(Dataset records)
===============

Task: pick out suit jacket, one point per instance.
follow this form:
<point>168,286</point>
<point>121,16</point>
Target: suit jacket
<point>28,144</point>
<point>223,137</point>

===============

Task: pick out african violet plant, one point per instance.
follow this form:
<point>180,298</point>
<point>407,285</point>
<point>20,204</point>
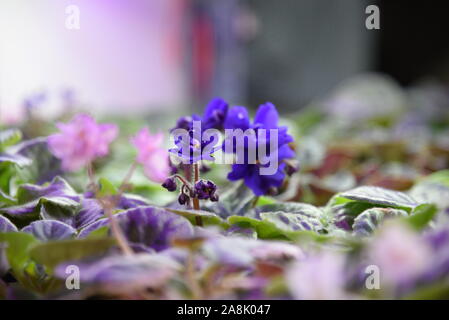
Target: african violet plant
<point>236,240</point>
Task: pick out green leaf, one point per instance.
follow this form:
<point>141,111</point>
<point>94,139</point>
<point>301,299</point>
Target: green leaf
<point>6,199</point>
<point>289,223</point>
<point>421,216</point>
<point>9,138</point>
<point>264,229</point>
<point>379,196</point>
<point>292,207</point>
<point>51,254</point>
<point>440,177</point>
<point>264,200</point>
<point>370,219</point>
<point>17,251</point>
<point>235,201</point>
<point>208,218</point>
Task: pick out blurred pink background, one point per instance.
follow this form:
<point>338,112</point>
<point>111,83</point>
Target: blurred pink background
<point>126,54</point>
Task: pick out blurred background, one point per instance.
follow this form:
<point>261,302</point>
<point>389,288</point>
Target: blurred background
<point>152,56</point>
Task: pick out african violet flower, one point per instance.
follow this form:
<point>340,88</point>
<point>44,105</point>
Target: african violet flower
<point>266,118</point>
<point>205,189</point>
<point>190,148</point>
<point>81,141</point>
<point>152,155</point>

===============

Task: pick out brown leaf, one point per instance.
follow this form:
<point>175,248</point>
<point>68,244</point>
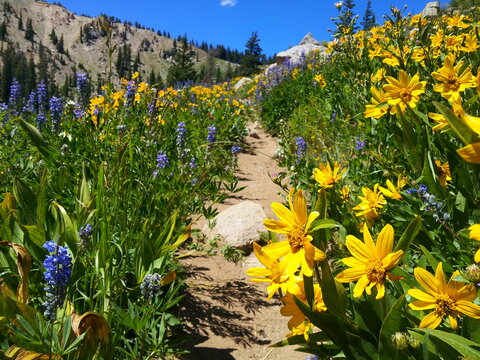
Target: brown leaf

===============

To do:
Copy exactly the lines of the entries above from the one containing "<point>407,285</point>" through the one containing "<point>301,299</point>". Both end lines count; pictures do not.

Solution below:
<point>407,285</point>
<point>20,204</point>
Target: african violet plant
<point>236,240</point>
Task: pick out green leaf, one point per instance.
follow this form:
<point>141,111</point>
<point>94,139</point>
<point>301,299</point>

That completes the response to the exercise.